Infections numbers are surging around the world, especially in Europe where nations have been forced to ramp up virus restrictions even as vaccines are rolled out.
The WHO’s chief scientist Soumya Swaminathan warned that it would take time to produce and give enough shots to halt the spread of the virus, which has infected more than 90 million people worldwide with deaths approaching two million.
“We are not going to achieve any levels of population immunity or herd immunity in 2021,” she said, stressing the need to maintain physical distancing, hand-washing and mask-wearing.
Experts are also concerned about the rapid spread of new variants of the virus, such as the one first detected in Britain which is feared to be significantly more transmissible.
German company BioNTech, which partnered with Pfizer to produce the first vaccine approved in the West, said it could produce millions more doses than originally expected this year, boosting the production forecast from 1.3 to two billion.

(Segmentation mask data)
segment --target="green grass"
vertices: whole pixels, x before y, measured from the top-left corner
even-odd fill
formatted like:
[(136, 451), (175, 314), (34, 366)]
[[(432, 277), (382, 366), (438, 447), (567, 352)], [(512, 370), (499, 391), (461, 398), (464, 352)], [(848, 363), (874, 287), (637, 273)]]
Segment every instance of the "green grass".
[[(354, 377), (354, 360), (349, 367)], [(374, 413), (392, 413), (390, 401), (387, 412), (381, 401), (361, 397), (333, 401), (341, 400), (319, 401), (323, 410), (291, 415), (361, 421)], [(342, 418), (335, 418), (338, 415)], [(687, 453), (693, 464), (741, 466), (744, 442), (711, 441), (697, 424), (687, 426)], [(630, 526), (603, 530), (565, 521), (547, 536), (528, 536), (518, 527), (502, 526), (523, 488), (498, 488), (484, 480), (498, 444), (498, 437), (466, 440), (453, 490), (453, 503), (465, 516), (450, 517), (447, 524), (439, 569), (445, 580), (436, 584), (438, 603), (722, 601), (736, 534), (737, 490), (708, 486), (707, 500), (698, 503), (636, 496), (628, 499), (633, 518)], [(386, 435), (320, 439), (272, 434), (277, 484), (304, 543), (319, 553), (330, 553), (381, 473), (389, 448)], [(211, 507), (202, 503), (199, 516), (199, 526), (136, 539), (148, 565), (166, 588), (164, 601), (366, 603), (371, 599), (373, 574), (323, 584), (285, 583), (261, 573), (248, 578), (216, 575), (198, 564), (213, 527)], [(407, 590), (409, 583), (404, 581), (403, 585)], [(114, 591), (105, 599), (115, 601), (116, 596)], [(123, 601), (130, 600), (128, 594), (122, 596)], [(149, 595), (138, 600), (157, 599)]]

=== Work to complete ===
1) Answer these questions using the pandemic news excerpt:
(a) How many people has the virus infected worldwide?
(b) In which country was the feared new variant first detected?
(c) BioNTech raised its production forecast from what figure to what figure?
2) List every protective measure Soumya Swaminathan stressed the need to maintain, according to the pandemic news excerpt.
3) Continue the pandemic news excerpt from its last sentence.

=== Responses to the tasks ===
1)
(a) More than 90 million people.
(b) Britain.
(c) From 1.3 billion to two billion doses.

2)
- Physical distancing
- Hand-washing
- Mask-wearing

3)
The announcement was a boost to countries struggling to deliver the shots, but the company also warned that Covid-19 would “likely become an endemic disease”, with vaccines needed to fight new variants and a “naturally waning immune response”.
Officials in Russia said they would trial a one-dose version of country’s Sputnik V vaccine as part of efforts to provide a stopgap solution for badly hit countries.
India, with the world’s second-highest number of infections, is set to begin giving shots to its 1.3 billion people from Saturday in a colossal and complex undertaking.
US President-elect Joe Biden, who has pledged to devote all available resources to fight the pandemic, received his second vaccine dose on Monday.